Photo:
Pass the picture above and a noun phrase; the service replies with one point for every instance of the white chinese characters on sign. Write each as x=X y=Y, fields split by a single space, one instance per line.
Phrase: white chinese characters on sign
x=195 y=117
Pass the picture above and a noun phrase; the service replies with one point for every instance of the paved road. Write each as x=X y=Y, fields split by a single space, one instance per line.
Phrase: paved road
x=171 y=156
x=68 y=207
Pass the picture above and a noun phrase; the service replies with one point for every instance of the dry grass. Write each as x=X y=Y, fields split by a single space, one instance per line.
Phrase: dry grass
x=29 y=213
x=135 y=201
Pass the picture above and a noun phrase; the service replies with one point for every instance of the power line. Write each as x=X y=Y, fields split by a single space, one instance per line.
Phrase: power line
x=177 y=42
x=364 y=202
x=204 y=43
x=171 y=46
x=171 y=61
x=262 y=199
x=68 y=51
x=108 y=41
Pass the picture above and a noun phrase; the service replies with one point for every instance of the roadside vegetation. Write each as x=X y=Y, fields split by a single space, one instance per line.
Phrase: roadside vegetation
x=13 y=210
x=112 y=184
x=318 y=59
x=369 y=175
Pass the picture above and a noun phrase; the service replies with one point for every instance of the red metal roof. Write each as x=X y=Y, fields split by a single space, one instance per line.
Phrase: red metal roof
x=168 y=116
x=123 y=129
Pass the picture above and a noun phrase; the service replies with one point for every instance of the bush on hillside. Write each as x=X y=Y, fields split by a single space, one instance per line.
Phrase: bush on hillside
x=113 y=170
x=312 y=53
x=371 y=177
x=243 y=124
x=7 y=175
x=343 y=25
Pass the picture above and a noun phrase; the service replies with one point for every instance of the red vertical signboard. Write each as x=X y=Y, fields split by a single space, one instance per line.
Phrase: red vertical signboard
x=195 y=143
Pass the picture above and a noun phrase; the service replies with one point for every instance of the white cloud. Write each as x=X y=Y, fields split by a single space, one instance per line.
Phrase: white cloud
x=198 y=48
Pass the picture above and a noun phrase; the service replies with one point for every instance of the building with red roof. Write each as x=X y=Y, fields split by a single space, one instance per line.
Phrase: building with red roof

○ ○ ○ ○ ○

To do: Rewrite the data above as a JSON list of strings, with one string for each line and blank lines skipped.

Reply to the task:
[
  "Photo:",
  "Pass the picture above and a noun phrase; the service replies with one point for every instance of the white chinese characters on sign. Write each as x=X y=Y, fields split by a single space, one instance per line.",
  "Phrase: white chinese characters on sign",
  "x=195 y=117",
  "Pass the picture above and a noun phrase; the service replies with one point for every instance of the paved road. Write each as x=X y=Y, fields split by a single space, one instance per line.",
  "Phrase: paved road",
  "x=171 y=156",
  "x=68 y=207",
  "Pass the picture above and a noun phrase; the service replies with one point for every instance of the dry grass. Write each as x=X y=Y, fields split by a single space, one instance per line.",
  "Phrase: dry grass",
  "x=29 y=213",
  "x=135 y=201",
  "Pass the picture above and a noun phrase; the service replies with one point for every instance of the power line. Write each as x=X y=Y, fields split by a single space, one instance per line.",
  "Phrase: power line",
  "x=177 y=42",
  "x=364 y=202",
  "x=204 y=43",
  "x=171 y=46",
  "x=171 y=61",
  "x=262 y=199",
  "x=68 y=51",
  "x=108 y=41",
  "Pass the picture above and a noun phrase; the service replies with one point for every instance of the roadside vegetation. Write each as x=X y=Y, fields split by a single space, one instance per line.",
  "Phrase: roadside vegetation",
  "x=13 y=210",
  "x=112 y=184",
  "x=318 y=59",
  "x=369 y=175",
  "Pass the picture above and a noun phrase; the service replies with one point for every instance of the red metal roof. Write each as x=X y=Y, fields split by a single space, one instance per line.",
  "Phrase: red metal roof",
  "x=168 y=116",
  "x=123 y=129",
  "Pass the picture above and a noun phrase; the service replies with one point for every instance of the bush on hillside. Write each as x=X y=Y, fields split by a single space, one instance per line.",
  "Phrase: bush on hillside",
  "x=113 y=170",
  "x=312 y=53",
  "x=371 y=177",
  "x=243 y=124",
  "x=7 y=175",
  "x=343 y=25",
  "Pass the picture above and a noun phrase; the service replies with one point for every instance of the red vertical signboard. Write each as x=X y=Y, fields split by a single space, one instance per line.",
  "Phrase: red vertical signboard",
  "x=195 y=143",
  "Pass the picture above and a noun phrase; the service replies with one point for every instance of the white cloud. Write each as x=X y=Y, fields split by a single space, one instance per line.",
  "Phrase: white cloud",
  "x=198 y=48",
  "Pass the picture above and a noun phrase; the service replies with one point for every instance of the building with red roof. Write each as x=X y=Y, fields split by a single space, one instance per line.",
  "Phrase: building with red roof"
]